---------- SOURCE INFORMATION
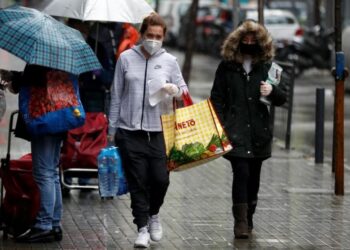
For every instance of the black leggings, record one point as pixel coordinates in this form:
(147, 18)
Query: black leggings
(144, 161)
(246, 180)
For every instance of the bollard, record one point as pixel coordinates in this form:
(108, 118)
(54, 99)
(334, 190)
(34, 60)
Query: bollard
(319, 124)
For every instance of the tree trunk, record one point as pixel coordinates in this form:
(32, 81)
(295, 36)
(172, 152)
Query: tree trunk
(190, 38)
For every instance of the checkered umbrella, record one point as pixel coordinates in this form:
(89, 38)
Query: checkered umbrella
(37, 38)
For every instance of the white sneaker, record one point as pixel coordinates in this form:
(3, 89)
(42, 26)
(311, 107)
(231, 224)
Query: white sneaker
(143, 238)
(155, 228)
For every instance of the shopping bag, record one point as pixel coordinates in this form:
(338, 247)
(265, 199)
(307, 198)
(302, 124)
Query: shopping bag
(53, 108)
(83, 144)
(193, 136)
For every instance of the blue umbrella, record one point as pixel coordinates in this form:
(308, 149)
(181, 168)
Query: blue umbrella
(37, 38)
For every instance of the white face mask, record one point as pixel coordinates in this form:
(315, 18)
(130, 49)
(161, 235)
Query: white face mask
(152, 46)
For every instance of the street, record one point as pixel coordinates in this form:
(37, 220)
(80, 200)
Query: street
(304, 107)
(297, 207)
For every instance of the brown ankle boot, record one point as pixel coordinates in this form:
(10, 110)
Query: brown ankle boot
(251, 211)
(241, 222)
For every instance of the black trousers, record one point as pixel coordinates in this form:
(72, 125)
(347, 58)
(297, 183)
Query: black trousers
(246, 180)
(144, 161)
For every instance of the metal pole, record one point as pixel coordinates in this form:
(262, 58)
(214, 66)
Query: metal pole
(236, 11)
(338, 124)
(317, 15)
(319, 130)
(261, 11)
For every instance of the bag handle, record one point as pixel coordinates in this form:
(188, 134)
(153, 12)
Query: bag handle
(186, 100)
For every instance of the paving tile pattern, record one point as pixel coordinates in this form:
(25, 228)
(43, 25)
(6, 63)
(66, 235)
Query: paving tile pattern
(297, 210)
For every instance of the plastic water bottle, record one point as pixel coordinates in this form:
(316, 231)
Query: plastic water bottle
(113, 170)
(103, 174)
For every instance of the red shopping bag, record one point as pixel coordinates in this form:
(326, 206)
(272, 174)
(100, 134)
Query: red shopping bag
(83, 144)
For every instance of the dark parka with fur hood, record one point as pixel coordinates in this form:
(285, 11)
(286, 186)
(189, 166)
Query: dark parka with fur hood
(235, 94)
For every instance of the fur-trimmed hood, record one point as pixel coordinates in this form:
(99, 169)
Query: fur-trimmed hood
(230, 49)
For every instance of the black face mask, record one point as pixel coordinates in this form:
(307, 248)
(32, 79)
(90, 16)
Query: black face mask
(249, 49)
--------------------
→ **EXERCISE**
Return the records above verbatim, leaving out images.

→ **REPLY**
For every instance of the black leggings, record one point as pixel coordinates in this form:
(147, 18)
Query: black leggings
(144, 161)
(246, 180)
For every instance of the bollard, record one point as pixel coordinates in this form:
(108, 118)
(54, 99)
(334, 190)
(34, 60)
Query: bollard
(319, 124)
For every instance of the tree trunk, record one point as pixel coordinates in this form:
(32, 81)
(295, 36)
(172, 152)
Query: tree trunk
(190, 38)
For every instance of the checkered umbrella, record one point as pixel coordinates in this form:
(89, 38)
Query: checkered umbrella
(37, 38)
For every instance of the white sneaker, record one point as pixel coordinates in this form:
(3, 89)
(42, 26)
(311, 107)
(231, 224)
Query: white sneaker
(143, 238)
(155, 228)
For every instance of the shopping bag, record one point as pixel coordinates in this form:
(338, 247)
(265, 199)
(307, 198)
(302, 124)
Query: shopping bag
(53, 108)
(83, 144)
(193, 136)
For every instance of the blue umbrella, record one point as pixel coordinates in this form:
(308, 149)
(181, 168)
Query: blue umbrella
(37, 38)
For every instance of the white face mask, record one point as pixel coordinates in this form:
(315, 18)
(130, 49)
(161, 235)
Query: white face mask
(152, 46)
For every instance of the street, record one point as pixel coordinates in this form:
(37, 220)
(80, 200)
Query: street
(304, 107)
(297, 207)
For every instance of the brown ankle boot, record one point as pixel coordinates in this form:
(10, 110)
Query: brown ankle boot
(251, 211)
(241, 222)
For every instance of the black trousers, record one point as pixel coordinates in this form:
(72, 125)
(347, 58)
(297, 183)
Query: black trousers
(246, 180)
(144, 161)
For every instance of the metal pole, record one point as pixel coordinates in this form:
(262, 58)
(214, 66)
Query: metal pole
(236, 11)
(338, 124)
(317, 15)
(319, 130)
(261, 11)
For every instance of the bag handle, record one point as pixel coordinates in this form:
(188, 134)
(153, 12)
Query: bag handle
(186, 100)
For every instance of the paving tile pattern, record one point as pixel coordinates in this form:
(25, 228)
(43, 25)
(6, 63)
(66, 235)
Query: paving tile pattern
(297, 210)
For every instance of the plastic water bottle, record one point as pixel coordinates in this form:
(316, 231)
Query: plastic water bottle
(113, 170)
(103, 174)
For every instance of the red shopping bag, record one point as pixel coordinates in this form:
(326, 206)
(272, 174)
(100, 134)
Query: red shopping bag
(83, 144)
For every instance of the dark parka with fur hood, record one point as pixel coordinates in this form:
(285, 11)
(286, 186)
(189, 166)
Query: dark parka with fur hood
(235, 94)
For every instance of the fur-trimmed hood, record one point as pixel coordinates in this form:
(99, 169)
Query: fur-trimmed hood
(230, 49)
For every instance of the black face mask, record one point as pixel coordinates in this form:
(307, 248)
(32, 79)
(90, 16)
Query: black face mask
(249, 49)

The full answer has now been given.